Passage to read:

Content starts

Nemotron-H support
🎯 Goal (What & Why)
Add support for training Nemotron-H models.
Nemotron-H is a family of hybrid SSM-Transformer models (8B, 47B, 56B) trained by NVIDIA in FP8 on 20T tokens. They combine strong accuracy with up to 3x faster inference, making them attractive candidates for instruction tuning, continual pretraining, and up-cycling (e.g., via added layers). NVIDIA plans to release weights and reference implementations (HuggingFace, NeMo, Megatron-LM), but nothing is public yet.
We want to be ready to support Nemotron-H in Fast-LLM once details are available. These models require both Transformer and Mamba-2 layers. The forward and backward pass must be implemented. FP8 support is likely not required for initial work (we'll use BF16), but is tracked separately in #63. Mamba-2 support is tracked in #68 and is a prerequisite for this ticket.
Partially enabled by #242.
🚀 Execution Plan
Step 1: What is the smallest working version?
- Wait for NVIDIA to release architectural details.
- Implement Nemotron-H block structure (interleaved Mamba-2, MLP, and Transformer layers).
- Use BF16 as default precision for now.
- Validate by running short training in Fast-LLM with Nemotron-H-8B or 47B weights (if available).
Step 2: What additional optimizations are possible (but optional)?

Content ends

Problems to solve:
A: List every issue number that the Nemotron-H support text refers to.
B: Decide whether each statement below agrees with the Nemotron-H support text. Give yes or no, and quote the deciding words.
(i) Nemotron-H models were trained in FP8.
(ii) Nemotron-H weights are already publicly available.
(iii) FP8 is to be the default precision for the initial work.
C: Pick up the Nemotron-H support text after its last line and write what comes next.

Records from a collection
Content starts

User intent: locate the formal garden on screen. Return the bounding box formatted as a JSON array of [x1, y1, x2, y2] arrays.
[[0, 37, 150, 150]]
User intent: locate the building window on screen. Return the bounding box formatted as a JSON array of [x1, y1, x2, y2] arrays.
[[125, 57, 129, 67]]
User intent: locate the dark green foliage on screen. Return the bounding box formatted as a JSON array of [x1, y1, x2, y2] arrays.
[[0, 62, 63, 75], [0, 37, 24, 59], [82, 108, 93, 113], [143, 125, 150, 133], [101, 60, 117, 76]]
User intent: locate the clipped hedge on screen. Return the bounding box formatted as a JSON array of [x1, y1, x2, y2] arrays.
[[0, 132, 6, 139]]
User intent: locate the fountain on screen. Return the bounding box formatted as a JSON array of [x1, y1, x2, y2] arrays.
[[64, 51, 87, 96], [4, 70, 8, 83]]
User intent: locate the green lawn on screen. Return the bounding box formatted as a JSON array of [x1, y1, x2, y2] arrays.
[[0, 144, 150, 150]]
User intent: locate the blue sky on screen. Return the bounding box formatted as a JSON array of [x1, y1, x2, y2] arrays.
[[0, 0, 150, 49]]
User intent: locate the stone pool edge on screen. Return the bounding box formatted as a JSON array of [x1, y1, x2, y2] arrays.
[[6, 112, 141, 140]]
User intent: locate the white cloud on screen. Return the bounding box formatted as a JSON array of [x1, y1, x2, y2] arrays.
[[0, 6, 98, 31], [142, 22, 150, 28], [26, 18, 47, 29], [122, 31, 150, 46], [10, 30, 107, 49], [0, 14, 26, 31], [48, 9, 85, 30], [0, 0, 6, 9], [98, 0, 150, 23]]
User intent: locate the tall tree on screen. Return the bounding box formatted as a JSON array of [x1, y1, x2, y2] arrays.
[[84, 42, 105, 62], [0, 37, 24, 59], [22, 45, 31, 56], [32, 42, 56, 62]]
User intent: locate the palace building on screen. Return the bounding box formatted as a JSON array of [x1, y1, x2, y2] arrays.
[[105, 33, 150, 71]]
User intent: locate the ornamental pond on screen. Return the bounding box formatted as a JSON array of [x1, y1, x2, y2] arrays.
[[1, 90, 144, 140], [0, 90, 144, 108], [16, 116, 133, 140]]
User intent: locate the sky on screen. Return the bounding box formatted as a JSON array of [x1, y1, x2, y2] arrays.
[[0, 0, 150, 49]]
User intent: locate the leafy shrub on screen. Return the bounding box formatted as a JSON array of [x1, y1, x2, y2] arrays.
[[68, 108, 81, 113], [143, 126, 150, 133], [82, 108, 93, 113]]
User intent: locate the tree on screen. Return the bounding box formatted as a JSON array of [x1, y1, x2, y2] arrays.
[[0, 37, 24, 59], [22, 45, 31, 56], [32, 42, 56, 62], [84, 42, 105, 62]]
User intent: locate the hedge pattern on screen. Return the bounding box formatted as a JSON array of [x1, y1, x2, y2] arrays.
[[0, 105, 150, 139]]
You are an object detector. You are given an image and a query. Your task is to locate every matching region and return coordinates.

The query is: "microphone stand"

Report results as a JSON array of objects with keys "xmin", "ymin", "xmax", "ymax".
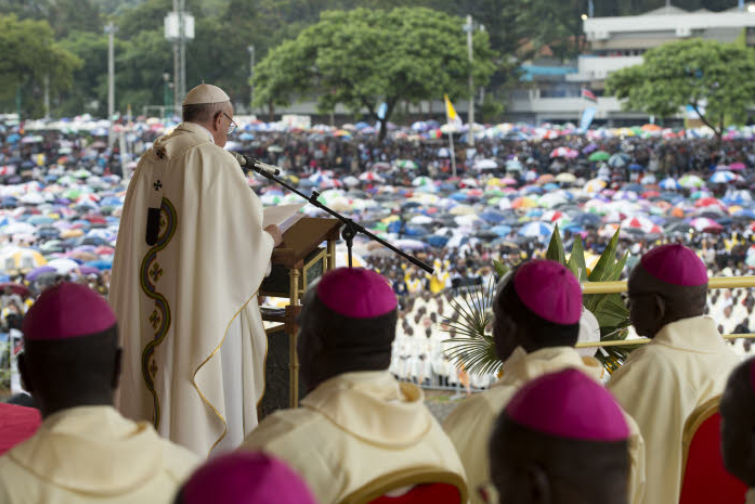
[{"xmin": 241, "ymin": 158, "xmax": 434, "ymax": 275}]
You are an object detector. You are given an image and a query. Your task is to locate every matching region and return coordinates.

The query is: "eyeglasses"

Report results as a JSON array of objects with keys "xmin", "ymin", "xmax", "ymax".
[
  {"xmin": 477, "ymin": 481, "xmax": 501, "ymax": 504},
  {"xmin": 223, "ymin": 112, "xmax": 239, "ymax": 135}
]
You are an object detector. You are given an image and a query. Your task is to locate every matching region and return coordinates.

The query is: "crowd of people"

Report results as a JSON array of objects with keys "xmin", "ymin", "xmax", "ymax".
[
  {"xmin": 0, "ymin": 249, "xmax": 755, "ymax": 504},
  {"xmin": 0, "ymin": 79, "xmax": 755, "ymax": 504}
]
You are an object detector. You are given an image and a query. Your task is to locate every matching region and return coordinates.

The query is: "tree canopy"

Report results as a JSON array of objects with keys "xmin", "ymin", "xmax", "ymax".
[
  {"xmin": 0, "ymin": 15, "xmax": 82, "ymax": 114},
  {"xmin": 606, "ymin": 39, "xmax": 755, "ymax": 138},
  {"xmin": 255, "ymin": 7, "xmax": 495, "ymax": 140}
]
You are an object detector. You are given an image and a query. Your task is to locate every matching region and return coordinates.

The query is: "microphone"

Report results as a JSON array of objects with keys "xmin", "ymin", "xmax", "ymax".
[{"xmin": 229, "ymin": 151, "xmax": 280, "ymax": 175}]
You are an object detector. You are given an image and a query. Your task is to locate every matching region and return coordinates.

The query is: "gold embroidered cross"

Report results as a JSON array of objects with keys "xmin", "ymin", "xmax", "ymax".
[
  {"xmin": 149, "ymin": 310, "xmax": 160, "ymax": 329},
  {"xmin": 149, "ymin": 263, "xmax": 163, "ymax": 282}
]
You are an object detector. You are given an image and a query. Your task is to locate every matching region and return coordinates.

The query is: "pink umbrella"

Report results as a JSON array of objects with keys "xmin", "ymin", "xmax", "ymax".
[
  {"xmin": 551, "ymin": 147, "xmax": 579, "ymax": 158},
  {"xmin": 621, "ymin": 217, "xmax": 655, "ymax": 233},
  {"xmin": 690, "ymin": 217, "xmax": 724, "ymax": 233}
]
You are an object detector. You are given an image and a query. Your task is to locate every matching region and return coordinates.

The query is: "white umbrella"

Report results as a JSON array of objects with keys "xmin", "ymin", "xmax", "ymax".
[
  {"xmin": 47, "ymin": 259, "xmax": 79, "ymax": 275},
  {"xmin": 473, "ymin": 159, "xmax": 498, "ymax": 171}
]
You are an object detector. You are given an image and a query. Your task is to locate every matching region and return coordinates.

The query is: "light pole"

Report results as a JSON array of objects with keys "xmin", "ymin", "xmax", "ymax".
[
  {"xmin": 252, "ymin": 45, "xmax": 254, "ymax": 115},
  {"xmin": 105, "ymin": 22, "xmax": 116, "ymax": 147},
  {"xmin": 464, "ymin": 14, "xmax": 474, "ymax": 147}
]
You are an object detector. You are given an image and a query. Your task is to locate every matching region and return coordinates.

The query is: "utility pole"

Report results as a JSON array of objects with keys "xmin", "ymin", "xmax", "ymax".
[
  {"xmin": 173, "ymin": 0, "xmax": 181, "ymax": 115},
  {"xmin": 105, "ymin": 22, "xmax": 115, "ymax": 147},
  {"xmin": 464, "ymin": 14, "xmax": 474, "ymax": 147},
  {"xmin": 252, "ymin": 45, "xmax": 254, "ymax": 114},
  {"xmin": 45, "ymin": 74, "xmax": 50, "ymax": 120}
]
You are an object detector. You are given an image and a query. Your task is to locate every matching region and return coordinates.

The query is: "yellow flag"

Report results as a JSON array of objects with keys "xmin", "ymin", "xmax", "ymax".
[{"xmin": 443, "ymin": 95, "xmax": 461, "ymax": 128}]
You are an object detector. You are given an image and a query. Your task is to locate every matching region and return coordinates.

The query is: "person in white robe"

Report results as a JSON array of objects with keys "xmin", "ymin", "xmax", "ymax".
[
  {"xmin": 608, "ymin": 244, "xmax": 740, "ymax": 504},
  {"xmin": 0, "ymin": 282, "xmax": 199, "ymax": 504},
  {"xmin": 719, "ymin": 359, "xmax": 755, "ymax": 504},
  {"xmin": 110, "ymin": 84, "xmax": 281, "ymax": 457},
  {"xmin": 241, "ymin": 268, "xmax": 466, "ymax": 503}
]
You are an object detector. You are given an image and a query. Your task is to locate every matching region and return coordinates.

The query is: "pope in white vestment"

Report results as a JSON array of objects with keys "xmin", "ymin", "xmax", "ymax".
[
  {"xmin": 110, "ymin": 85, "xmax": 274, "ymax": 457},
  {"xmin": 608, "ymin": 317, "xmax": 740, "ymax": 504},
  {"xmin": 0, "ymin": 406, "xmax": 199, "ymax": 504}
]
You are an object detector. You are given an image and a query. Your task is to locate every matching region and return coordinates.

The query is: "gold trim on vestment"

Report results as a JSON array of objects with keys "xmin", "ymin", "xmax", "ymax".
[
  {"xmin": 339, "ymin": 466, "xmax": 468, "ymax": 504},
  {"xmin": 679, "ymin": 394, "xmax": 723, "ymax": 484},
  {"xmin": 191, "ymin": 288, "xmax": 267, "ymax": 458}
]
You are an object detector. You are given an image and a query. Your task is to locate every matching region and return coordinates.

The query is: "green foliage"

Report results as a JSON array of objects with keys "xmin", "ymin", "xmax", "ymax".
[
  {"xmin": 0, "ymin": 15, "xmax": 82, "ymax": 114},
  {"xmin": 254, "ymin": 7, "xmax": 495, "ymax": 141},
  {"xmin": 444, "ymin": 276, "xmax": 508, "ymax": 374},
  {"xmin": 606, "ymin": 39, "xmax": 755, "ymax": 138}
]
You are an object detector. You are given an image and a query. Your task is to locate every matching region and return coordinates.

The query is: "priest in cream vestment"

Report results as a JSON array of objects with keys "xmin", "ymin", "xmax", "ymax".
[
  {"xmin": 443, "ymin": 260, "xmax": 645, "ymax": 504},
  {"xmin": 608, "ymin": 244, "xmax": 740, "ymax": 504},
  {"xmin": 0, "ymin": 282, "xmax": 199, "ymax": 504},
  {"xmin": 110, "ymin": 84, "xmax": 280, "ymax": 457},
  {"xmin": 242, "ymin": 268, "xmax": 464, "ymax": 504}
]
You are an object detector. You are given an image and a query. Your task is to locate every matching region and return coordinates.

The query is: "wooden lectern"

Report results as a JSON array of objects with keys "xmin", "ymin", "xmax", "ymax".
[{"xmin": 258, "ymin": 217, "xmax": 341, "ymax": 420}]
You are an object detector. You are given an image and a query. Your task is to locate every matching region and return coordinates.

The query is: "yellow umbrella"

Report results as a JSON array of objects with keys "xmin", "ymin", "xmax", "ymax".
[
  {"xmin": 584, "ymin": 179, "xmax": 607, "ymax": 192},
  {"xmin": 0, "ymin": 248, "xmax": 47, "ymax": 271},
  {"xmin": 449, "ymin": 205, "xmax": 475, "ymax": 215},
  {"xmin": 60, "ymin": 229, "xmax": 84, "ymax": 240},
  {"xmin": 556, "ymin": 172, "xmax": 577, "ymax": 184}
]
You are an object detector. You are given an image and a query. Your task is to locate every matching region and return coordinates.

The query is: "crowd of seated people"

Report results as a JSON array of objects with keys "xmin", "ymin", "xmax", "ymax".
[{"xmin": 0, "ymin": 245, "xmax": 755, "ymax": 504}]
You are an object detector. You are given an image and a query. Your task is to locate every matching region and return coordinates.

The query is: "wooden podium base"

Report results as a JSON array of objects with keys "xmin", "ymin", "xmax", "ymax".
[{"xmin": 257, "ymin": 331, "xmax": 307, "ymax": 421}]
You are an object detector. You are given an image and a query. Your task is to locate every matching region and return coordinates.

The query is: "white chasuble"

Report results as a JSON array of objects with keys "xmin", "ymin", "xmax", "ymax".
[{"xmin": 110, "ymin": 123, "xmax": 273, "ymax": 457}]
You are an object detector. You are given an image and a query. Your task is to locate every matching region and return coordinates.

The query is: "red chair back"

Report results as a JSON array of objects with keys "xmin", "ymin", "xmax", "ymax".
[
  {"xmin": 679, "ymin": 397, "xmax": 747, "ymax": 504},
  {"xmin": 370, "ymin": 483, "xmax": 462, "ymax": 504},
  {"xmin": 0, "ymin": 403, "xmax": 42, "ymax": 455},
  {"xmin": 339, "ymin": 466, "xmax": 467, "ymax": 504}
]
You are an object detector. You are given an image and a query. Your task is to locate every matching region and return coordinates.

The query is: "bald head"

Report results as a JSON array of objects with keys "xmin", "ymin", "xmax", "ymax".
[
  {"xmin": 720, "ymin": 359, "xmax": 755, "ymax": 487},
  {"xmin": 490, "ymin": 369, "xmax": 629, "ymax": 504},
  {"xmin": 628, "ymin": 263, "xmax": 708, "ymax": 338}
]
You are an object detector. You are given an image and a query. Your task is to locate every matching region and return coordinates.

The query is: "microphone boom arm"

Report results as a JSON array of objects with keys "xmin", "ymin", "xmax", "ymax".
[{"xmin": 237, "ymin": 155, "xmax": 434, "ymax": 275}]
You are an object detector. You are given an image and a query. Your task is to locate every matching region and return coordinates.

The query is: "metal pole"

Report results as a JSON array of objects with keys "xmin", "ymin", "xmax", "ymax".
[
  {"xmin": 178, "ymin": 0, "xmax": 186, "ymax": 106},
  {"xmin": 107, "ymin": 22, "xmax": 115, "ymax": 147},
  {"xmin": 466, "ymin": 14, "xmax": 474, "ymax": 147},
  {"xmin": 173, "ymin": 0, "xmax": 183, "ymax": 115},
  {"xmin": 249, "ymin": 45, "xmax": 254, "ymax": 114},
  {"xmin": 45, "ymin": 74, "xmax": 50, "ymax": 120}
]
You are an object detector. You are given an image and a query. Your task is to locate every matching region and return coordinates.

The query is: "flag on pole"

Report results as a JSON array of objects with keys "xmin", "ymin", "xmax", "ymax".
[{"xmin": 443, "ymin": 95, "xmax": 461, "ymax": 128}]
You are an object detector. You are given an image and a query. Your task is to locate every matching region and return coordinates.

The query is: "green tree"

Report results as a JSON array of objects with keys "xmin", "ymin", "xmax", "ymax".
[
  {"xmin": 0, "ymin": 15, "xmax": 82, "ymax": 118},
  {"xmin": 606, "ymin": 39, "xmax": 755, "ymax": 139},
  {"xmin": 255, "ymin": 8, "xmax": 495, "ymax": 139}
]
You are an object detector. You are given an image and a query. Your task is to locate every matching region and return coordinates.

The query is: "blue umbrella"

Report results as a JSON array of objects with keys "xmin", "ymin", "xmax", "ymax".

Content ends

Answers by task:
A: #63, #68, #242

B:
(i) Yes: "trained by NVIDIA in FP8 on 20T tokens"
(ii) No: "but nothing is public yet"
(iii) No: "Use BF16 as default precision for now."

C:
- Add support for FP8 training (#63) once the NVIDIA recipe is available and stable.
- Extend support for VLM variants if we decide to do multimodal training.
- Optimize long-context support (128k tokens) once basic functionality is in place.
📌 Acceptance Criteria
- Nemotron-H models (at least 8B) can be loaded and trained in Fast-LLM.
- Both forward and backward passes are implemented and tested.
- Training is functional in BF16.
- Code is documented clearly and includes a usage example.
- Performance/impact summary is provided in the PR.
- FP8 support is not part of this ticket but should not block anything here.
🛠️ Project Management
- [x] Assign the project to the Fast-LLM project.
- [ ] Set the
Estimatefield (in days) in the GitHub project. - [x] Use the
Sizefield to categorize the PR size (Small/Medium/Large). - [ ] Assign an owner when opening the issue.